#### PROBLEM TO WORK ON
Repeat the records below word for word, from their first line through the line containing "pixel 157 297", that line included, and leave the pictures out of your copy.

(Collection entries)
__________________________________________________

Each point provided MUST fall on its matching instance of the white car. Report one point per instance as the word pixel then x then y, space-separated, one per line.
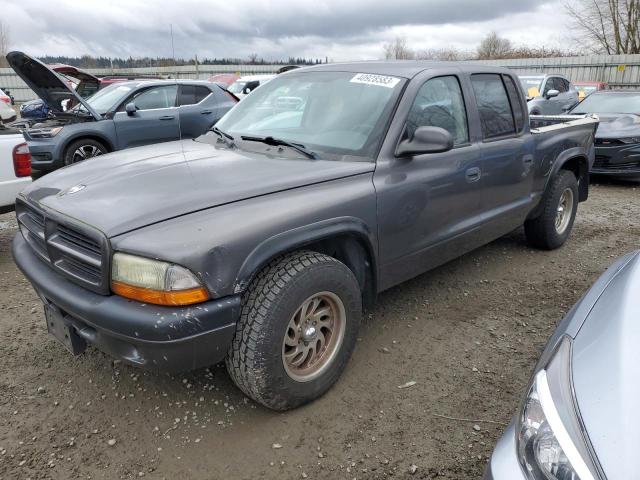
pixel 7 113
pixel 15 167
pixel 245 85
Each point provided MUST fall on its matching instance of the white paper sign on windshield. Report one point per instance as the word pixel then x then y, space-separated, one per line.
pixel 374 79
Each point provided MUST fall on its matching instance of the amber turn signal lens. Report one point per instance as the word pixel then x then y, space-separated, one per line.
pixel 157 297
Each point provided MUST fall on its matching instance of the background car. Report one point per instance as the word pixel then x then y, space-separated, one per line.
pixel 579 417
pixel 587 88
pixel 15 167
pixel 245 85
pixel 618 135
pixel 84 83
pixel 548 94
pixel 224 79
pixel 122 115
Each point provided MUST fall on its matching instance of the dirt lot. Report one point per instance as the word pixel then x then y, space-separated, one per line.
pixel 468 334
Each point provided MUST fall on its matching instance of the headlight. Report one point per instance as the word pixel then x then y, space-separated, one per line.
pixel 44 132
pixel 551 442
pixel 153 281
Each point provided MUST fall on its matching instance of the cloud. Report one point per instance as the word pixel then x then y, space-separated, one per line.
pixel 341 30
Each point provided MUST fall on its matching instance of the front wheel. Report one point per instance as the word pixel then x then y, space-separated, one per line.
pixel 297 329
pixel 552 227
pixel 83 149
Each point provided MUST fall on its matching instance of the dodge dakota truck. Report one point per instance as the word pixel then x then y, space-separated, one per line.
pixel 260 242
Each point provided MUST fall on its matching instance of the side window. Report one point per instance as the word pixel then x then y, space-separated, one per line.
pixel 156 97
pixel 439 103
pixel 493 105
pixel 516 102
pixel 192 94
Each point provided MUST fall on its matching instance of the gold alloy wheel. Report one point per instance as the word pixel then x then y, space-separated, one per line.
pixel 314 336
pixel 564 211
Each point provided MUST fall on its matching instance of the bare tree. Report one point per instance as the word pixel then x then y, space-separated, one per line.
pixel 609 26
pixel 5 43
pixel 398 49
pixel 493 46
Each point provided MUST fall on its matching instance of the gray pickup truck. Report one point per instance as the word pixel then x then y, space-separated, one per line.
pixel 261 242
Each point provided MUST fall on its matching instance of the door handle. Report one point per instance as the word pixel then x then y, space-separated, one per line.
pixel 473 174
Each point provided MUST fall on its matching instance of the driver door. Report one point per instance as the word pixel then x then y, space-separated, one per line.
pixel 155 120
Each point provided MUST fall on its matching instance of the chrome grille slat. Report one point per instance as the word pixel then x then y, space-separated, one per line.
pixel 78 252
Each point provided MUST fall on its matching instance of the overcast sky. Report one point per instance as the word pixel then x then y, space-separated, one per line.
pixel 275 29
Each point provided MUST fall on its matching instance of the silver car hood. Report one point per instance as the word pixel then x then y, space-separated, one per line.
pixel 606 373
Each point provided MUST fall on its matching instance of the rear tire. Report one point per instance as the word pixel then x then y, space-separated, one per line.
pixel 83 149
pixel 552 227
pixel 297 329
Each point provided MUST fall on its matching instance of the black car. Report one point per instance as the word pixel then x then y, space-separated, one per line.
pixel 618 135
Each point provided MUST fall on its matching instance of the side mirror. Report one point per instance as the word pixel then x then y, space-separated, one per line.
pixel 426 140
pixel 130 108
pixel 552 93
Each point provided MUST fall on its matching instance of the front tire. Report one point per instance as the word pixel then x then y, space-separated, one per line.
pixel 83 149
pixel 297 329
pixel 552 227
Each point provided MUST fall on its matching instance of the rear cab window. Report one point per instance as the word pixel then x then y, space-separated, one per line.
pixel 494 107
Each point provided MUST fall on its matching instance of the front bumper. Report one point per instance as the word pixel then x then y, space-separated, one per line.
pixel 504 463
pixel 168 339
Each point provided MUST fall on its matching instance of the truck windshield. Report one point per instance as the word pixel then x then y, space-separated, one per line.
pixel 610 103
pixel 329 113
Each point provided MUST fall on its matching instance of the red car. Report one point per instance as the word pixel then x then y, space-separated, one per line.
pixel 587 88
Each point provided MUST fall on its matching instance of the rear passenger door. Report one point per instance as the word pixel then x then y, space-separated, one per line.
pixel 154 121
pixel 198 110
pixel 507 152
pixel 428 204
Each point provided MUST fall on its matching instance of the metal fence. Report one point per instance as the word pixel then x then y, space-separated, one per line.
pixel 619 71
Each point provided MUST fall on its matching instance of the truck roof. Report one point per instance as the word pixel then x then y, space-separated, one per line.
pixel 402 68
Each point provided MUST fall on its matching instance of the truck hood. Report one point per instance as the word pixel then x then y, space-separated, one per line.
pixel 133 188
pixel 46 83
pixel 606 369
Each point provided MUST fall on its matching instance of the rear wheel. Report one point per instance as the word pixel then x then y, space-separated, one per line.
pixel 82 149
pixel 297 329
pixel 552 227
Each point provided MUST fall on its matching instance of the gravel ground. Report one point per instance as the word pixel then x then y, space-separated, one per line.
pixel 467 333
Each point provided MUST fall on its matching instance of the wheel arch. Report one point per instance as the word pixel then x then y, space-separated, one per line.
pixel 347 239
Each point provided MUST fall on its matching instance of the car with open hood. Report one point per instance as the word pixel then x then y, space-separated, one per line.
pixel 261 242
pixel 618 135
pixel 121 115
pixel 578 418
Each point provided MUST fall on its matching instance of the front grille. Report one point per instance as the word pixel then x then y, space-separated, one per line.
pixel 603 162
pixel 77 251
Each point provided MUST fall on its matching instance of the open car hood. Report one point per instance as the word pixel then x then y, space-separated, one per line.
pixel 46 83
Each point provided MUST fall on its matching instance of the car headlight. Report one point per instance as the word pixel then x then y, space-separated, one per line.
pixel 44 132
pixel 552 444
pixel 154 281
pixel 630 140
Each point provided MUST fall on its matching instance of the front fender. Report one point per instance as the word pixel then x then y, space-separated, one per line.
pixel 298 238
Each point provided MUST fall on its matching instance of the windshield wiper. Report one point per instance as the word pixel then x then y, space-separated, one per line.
pixel 226 138
pixel 278 142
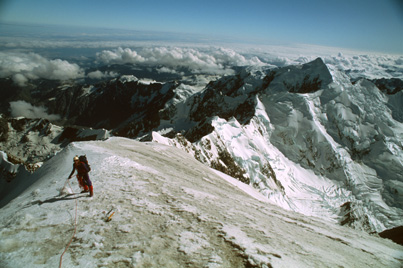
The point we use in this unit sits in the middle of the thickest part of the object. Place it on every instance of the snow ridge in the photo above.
(170, 211)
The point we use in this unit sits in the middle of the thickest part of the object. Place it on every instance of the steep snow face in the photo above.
(169, 211)
(307, 138)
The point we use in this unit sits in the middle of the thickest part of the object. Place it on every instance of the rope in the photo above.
(75, 228)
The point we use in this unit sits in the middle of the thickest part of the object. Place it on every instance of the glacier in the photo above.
(313, 137)
(169, 211)
(306, 136)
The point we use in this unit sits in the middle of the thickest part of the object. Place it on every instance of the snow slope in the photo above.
(170, 211)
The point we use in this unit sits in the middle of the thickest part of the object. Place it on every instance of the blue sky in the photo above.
(375, 25)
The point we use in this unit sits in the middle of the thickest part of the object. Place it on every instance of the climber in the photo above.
(82, 175)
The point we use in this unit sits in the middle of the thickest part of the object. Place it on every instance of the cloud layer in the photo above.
(26, 66)
(209, 61)
(25, 109)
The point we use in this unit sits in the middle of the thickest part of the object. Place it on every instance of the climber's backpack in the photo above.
(83, 158)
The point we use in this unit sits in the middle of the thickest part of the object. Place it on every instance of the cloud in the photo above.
(30, 66)
(99, 75)
(25, 109)
(368, 66)
(210, 61)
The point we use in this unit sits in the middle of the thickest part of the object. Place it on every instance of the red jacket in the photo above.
(81, 168)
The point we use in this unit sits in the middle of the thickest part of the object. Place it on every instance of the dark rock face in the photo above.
(389, 86)
(394, 234)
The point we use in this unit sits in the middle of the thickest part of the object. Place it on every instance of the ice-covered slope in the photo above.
(306, 137)
(170, 211)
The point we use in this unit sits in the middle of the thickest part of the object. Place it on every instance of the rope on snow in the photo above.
(75, 227)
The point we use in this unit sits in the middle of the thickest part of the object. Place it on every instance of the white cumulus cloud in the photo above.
(25, 109)
(210, 60)
(26, 66)
(99, 75)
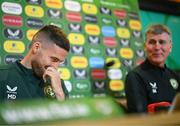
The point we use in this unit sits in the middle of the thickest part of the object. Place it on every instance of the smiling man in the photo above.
(152, 84)
(26, 79)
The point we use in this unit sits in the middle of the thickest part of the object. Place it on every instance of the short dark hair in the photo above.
(51, 33)
(156, 29)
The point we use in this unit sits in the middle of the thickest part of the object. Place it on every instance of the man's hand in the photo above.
(55, 82)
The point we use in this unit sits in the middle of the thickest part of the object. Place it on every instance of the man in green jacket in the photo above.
(26, 79)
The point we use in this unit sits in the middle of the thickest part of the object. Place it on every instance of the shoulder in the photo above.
(6, 69)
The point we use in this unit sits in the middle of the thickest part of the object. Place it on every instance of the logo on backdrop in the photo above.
(11, 92)
(154, 87)
(174, 83)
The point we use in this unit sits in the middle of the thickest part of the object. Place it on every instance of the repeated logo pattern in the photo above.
(105, 36)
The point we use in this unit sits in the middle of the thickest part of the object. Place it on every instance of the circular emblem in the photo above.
(174, 83)
(49, 92)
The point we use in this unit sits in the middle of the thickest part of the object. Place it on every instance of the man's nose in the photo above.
(157, 45)
(55, 65)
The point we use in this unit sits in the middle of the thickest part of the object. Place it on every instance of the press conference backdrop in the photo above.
(173, 22)
(100, 31)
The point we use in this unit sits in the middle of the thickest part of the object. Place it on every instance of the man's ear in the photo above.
(145, 46)
(36, 47)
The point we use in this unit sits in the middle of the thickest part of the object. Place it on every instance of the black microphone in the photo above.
(48, 91)
(110, 63)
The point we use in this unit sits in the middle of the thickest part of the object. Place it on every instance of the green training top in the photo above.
(20, 83)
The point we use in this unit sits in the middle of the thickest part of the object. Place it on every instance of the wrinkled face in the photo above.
(157, 48)
(46, 56)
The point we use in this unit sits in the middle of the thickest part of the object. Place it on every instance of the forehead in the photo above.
(163, 36)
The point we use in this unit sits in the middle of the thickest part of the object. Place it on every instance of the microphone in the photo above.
(48, 91)
(154, 107)
(110, 63)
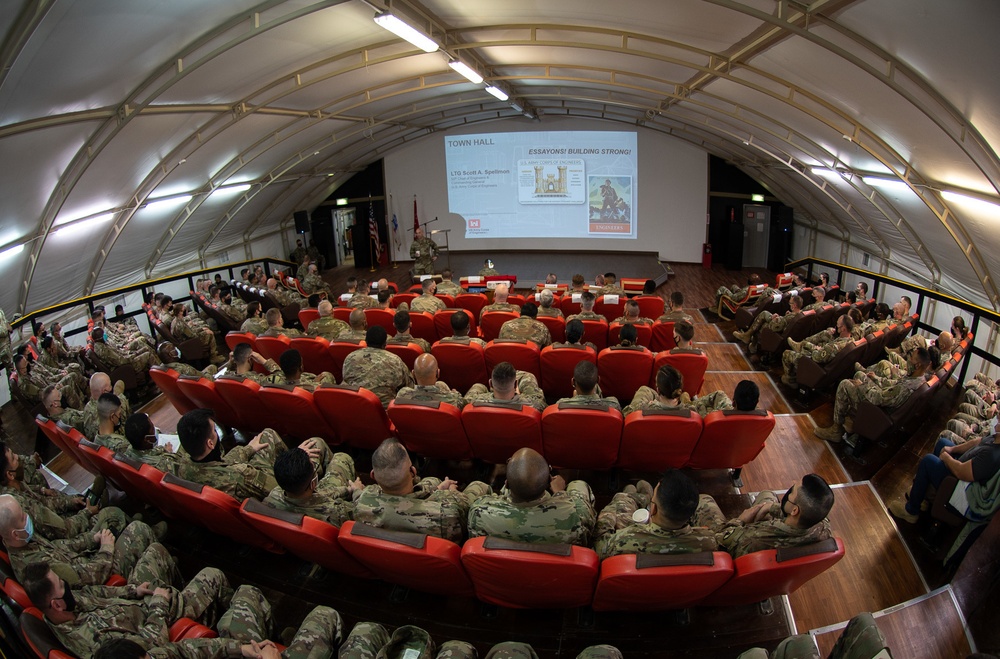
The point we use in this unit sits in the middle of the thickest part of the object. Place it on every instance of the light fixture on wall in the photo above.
(405, 31)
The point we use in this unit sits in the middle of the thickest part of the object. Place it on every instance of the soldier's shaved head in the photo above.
(528, 475)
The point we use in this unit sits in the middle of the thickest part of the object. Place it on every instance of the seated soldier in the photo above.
(292, 374)
(401, 501)
(508, 384)
(526, 327)
(585, 389)
(308, 484)
(244, 472)
(667, 529)
(798, 519)
(535, 506)
(428, 387)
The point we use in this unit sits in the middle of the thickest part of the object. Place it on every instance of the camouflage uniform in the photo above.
(328, 327)
(526, 328)
(528, 392)
(441, 513)
(616, 532)
(437, 391)
(428, 303)
(563, 517)
(331, 502)
(739, 539)
(423, 251)
(820, 354)
(378, 371)
(241, 473)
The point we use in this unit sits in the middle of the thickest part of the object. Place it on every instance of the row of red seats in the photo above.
(490, 569)
(569, 435)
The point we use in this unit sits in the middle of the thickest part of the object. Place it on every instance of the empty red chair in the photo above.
(730, 439)
(659, 582)
(581, 436)
(310, 539)
(414, 560)
(557, 364)
(339, 350)
(623, 370)
(430, 428)
(523, 354)
(596, 332)
(561, 575)
(760, 575)
(492, 321)
(656, 440)
(462, 365)
(355, 414)
(663, 337)
(497, 429)
(692, 366)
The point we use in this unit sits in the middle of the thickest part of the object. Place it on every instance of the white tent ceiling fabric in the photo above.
(106, 106)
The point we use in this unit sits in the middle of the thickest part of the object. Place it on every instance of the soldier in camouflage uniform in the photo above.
(426, 300)
(326, 325)
(510, 386)
(535, 506)
(428, 387)
(527, 328)
(798, 519)
(90, 556)
(819, 354)
(401, 502)
(376, 369)
(888, 393)
(668, 530)
(315, 482)
(245, 472)
(424, 252)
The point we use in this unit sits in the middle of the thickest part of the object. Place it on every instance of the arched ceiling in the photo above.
(231, 114)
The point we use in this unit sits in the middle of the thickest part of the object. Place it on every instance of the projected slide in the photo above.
(571, 184)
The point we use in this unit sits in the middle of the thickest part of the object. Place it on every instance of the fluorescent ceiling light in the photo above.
(467, 71)
(497, 92)
(407, 32)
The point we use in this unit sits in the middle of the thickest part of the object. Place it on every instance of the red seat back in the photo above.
(496, 430)
(461, 365)
(430, 428)
(310, 539)
(624, 370)
(557, 364)
(492, 321)
(581, 436)
(656, 440)
(764, 574)
(691, 365)
(658, 582)
(521, 353)
(413, 560)
(731, 439)
(365, 426)
(501, 568)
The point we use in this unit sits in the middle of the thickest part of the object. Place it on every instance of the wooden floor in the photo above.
(885, 568)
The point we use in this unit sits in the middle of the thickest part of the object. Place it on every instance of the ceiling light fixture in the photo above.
(405, 31)
(467, 71)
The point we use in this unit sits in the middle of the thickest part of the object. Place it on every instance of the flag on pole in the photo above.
(373, 232)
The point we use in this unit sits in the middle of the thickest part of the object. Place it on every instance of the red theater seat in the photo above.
(561, 576)
(497, 429)
(413, 560)
(581, 436)
(366, 425)
(659, 582)
(430, 428)
(656, 440)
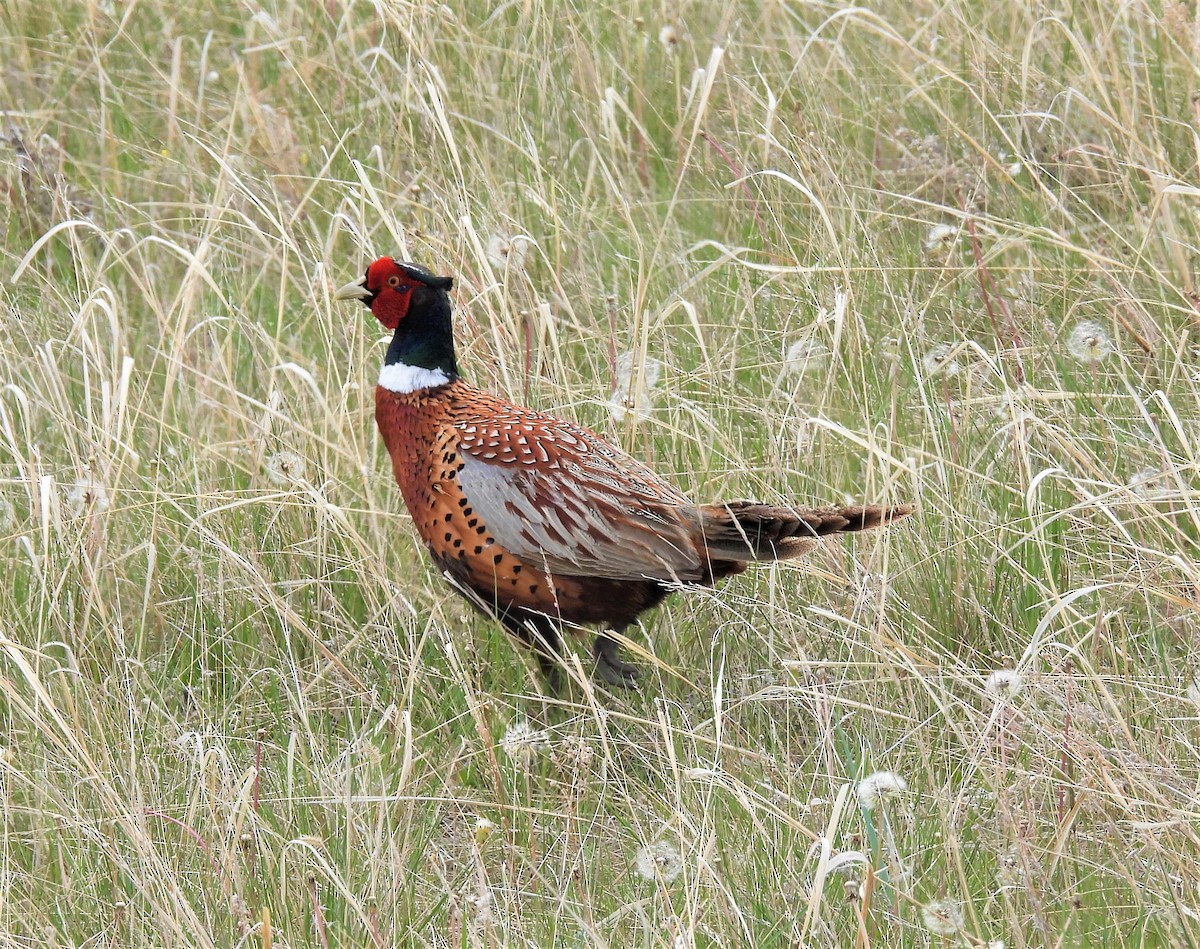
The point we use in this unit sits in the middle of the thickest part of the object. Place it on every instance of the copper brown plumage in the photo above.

__________________________________________________

#### OUTPUT
Each point provided MUST fall on its matching instance of the white car. Report one point per instance as the word pixel then x then y, space-separated, one per line.
pixel 7 113
pixel 15 167
pixel 245 85
Each point provided MUST fall on its matching instance of the white paper sign on windshield. Report one point per instance as the word pixel then x then y, space-separated, one per line.
pixel 374 79
Each point provided MUST fall on its matching instance of the amber turn signal lens. Report one point per instance as the word pixel then x then y, space-separated, one per line.
pixel 157 297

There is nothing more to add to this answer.